§ PROBLEM TO WORK ON
Collect every line in the records below that contains the word "wall", and copy each of those lines in full.

>> begin

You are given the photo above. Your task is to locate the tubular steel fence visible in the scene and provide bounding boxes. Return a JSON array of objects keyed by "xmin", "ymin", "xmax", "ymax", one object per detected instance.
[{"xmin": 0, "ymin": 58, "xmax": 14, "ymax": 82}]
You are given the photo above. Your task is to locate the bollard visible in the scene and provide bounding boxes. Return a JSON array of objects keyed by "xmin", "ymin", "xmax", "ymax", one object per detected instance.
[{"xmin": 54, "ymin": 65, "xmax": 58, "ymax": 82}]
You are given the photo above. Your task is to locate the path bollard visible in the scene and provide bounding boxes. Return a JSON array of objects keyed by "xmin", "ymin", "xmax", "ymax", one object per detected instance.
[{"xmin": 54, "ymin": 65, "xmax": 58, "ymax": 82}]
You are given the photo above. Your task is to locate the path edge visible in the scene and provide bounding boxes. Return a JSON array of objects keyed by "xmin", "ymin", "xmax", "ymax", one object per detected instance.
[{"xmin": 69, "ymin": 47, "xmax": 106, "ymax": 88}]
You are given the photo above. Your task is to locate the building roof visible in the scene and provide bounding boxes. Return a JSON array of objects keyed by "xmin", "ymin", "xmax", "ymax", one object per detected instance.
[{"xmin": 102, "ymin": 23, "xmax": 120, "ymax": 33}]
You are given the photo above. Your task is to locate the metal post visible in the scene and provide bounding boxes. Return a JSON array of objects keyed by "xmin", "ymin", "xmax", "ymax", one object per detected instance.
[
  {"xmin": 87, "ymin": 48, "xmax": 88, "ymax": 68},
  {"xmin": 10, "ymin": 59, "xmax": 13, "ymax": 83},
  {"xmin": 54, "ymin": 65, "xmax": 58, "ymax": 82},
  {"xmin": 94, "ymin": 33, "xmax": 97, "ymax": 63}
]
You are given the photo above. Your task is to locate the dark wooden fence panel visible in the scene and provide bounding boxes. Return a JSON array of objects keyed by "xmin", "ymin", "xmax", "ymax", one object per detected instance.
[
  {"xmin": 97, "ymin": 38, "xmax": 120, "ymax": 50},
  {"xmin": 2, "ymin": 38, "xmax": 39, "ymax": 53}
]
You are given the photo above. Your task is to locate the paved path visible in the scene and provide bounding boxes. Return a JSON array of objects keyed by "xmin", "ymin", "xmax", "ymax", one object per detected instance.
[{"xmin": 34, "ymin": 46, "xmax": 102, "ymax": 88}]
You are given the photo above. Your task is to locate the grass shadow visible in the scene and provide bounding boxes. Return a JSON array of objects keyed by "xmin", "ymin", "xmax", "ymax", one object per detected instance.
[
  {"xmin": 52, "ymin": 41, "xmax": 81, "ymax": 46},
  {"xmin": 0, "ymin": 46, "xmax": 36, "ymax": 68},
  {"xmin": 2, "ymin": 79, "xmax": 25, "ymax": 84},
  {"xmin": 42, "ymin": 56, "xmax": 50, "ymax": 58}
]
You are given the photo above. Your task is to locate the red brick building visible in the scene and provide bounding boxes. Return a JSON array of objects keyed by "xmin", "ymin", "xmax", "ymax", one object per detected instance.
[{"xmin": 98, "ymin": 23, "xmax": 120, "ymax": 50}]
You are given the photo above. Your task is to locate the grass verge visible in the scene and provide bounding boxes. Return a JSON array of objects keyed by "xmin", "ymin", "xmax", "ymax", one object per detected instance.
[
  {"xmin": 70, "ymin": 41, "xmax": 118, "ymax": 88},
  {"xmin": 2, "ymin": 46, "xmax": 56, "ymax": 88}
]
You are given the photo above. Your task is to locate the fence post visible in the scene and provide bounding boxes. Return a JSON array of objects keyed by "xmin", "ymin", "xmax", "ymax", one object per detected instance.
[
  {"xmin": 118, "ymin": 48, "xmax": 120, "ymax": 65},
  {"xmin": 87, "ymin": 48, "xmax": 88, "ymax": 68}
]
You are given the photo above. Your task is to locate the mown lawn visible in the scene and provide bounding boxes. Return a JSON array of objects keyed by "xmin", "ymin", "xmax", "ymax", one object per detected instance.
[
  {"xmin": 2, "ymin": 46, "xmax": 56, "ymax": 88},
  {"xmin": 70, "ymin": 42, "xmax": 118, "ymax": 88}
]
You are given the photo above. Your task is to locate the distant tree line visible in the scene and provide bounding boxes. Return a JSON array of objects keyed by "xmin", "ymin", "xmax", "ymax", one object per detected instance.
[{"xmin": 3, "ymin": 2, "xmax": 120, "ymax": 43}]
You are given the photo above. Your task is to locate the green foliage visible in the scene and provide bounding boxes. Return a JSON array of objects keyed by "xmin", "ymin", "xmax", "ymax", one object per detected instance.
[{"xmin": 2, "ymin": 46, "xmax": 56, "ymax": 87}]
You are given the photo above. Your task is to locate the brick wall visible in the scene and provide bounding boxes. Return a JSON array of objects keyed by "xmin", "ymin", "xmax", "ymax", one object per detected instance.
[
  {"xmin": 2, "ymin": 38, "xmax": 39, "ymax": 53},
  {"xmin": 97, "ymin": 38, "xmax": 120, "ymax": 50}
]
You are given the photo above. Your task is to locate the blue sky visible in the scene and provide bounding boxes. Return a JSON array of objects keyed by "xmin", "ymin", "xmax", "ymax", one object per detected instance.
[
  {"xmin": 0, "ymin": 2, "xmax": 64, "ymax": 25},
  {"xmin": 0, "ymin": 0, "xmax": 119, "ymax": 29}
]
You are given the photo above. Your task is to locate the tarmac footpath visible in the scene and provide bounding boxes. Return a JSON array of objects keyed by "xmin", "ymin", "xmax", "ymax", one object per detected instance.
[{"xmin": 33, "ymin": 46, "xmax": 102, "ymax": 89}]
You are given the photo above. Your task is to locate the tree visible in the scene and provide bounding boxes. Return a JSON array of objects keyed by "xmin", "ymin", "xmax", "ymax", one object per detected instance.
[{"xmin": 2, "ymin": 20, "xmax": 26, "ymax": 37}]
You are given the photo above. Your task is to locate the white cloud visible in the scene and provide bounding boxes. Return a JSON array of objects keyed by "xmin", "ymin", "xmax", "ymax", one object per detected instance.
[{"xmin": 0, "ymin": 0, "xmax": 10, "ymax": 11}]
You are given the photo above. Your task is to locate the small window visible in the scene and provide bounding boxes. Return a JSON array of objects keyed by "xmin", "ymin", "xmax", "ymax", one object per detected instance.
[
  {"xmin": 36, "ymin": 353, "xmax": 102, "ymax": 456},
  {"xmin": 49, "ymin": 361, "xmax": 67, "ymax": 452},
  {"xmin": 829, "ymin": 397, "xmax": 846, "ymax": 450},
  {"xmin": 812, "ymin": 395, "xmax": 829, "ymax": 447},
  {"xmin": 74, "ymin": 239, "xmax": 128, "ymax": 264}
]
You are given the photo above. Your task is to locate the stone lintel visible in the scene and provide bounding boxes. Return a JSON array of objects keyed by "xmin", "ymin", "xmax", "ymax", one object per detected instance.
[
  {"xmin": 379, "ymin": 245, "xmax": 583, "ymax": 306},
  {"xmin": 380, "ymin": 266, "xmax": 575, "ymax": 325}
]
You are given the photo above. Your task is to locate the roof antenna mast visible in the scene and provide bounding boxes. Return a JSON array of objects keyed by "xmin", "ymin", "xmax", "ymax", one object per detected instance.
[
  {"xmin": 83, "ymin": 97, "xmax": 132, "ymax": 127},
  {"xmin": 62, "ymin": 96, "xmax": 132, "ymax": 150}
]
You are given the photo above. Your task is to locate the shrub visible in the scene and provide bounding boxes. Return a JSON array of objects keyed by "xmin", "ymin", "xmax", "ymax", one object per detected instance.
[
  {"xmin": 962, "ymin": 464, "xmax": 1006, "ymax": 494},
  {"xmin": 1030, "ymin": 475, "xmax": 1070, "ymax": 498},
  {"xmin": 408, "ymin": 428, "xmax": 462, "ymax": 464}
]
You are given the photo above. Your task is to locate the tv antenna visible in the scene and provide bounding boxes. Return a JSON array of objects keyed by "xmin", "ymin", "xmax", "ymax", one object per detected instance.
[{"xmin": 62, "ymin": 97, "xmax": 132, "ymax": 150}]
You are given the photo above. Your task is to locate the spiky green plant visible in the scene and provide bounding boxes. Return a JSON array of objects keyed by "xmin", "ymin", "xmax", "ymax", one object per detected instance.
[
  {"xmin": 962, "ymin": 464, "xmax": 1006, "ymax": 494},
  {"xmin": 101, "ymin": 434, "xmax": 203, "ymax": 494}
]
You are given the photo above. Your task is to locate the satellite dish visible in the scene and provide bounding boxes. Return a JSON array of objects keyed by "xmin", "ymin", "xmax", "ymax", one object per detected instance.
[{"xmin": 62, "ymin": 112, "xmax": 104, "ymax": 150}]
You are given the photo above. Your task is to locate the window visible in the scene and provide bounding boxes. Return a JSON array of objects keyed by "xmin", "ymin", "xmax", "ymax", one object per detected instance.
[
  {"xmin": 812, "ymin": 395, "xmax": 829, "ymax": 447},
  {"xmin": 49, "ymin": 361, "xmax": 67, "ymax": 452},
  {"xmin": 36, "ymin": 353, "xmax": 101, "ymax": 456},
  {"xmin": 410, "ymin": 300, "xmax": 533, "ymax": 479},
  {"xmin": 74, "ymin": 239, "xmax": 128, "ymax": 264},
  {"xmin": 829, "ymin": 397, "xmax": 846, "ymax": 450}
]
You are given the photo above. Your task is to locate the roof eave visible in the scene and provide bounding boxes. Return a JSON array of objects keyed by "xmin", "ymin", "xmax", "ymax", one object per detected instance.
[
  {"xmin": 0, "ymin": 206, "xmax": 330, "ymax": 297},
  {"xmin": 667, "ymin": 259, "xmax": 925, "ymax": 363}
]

>> end

§ COMPLETED TASK
You are given the photo above. Your task is to locate the brick wall visible in the scene and provide bounding boxes. Return a JSON array of objects keyed by "xmin", "ymin", "xmax", "ymax", one object per detected instance.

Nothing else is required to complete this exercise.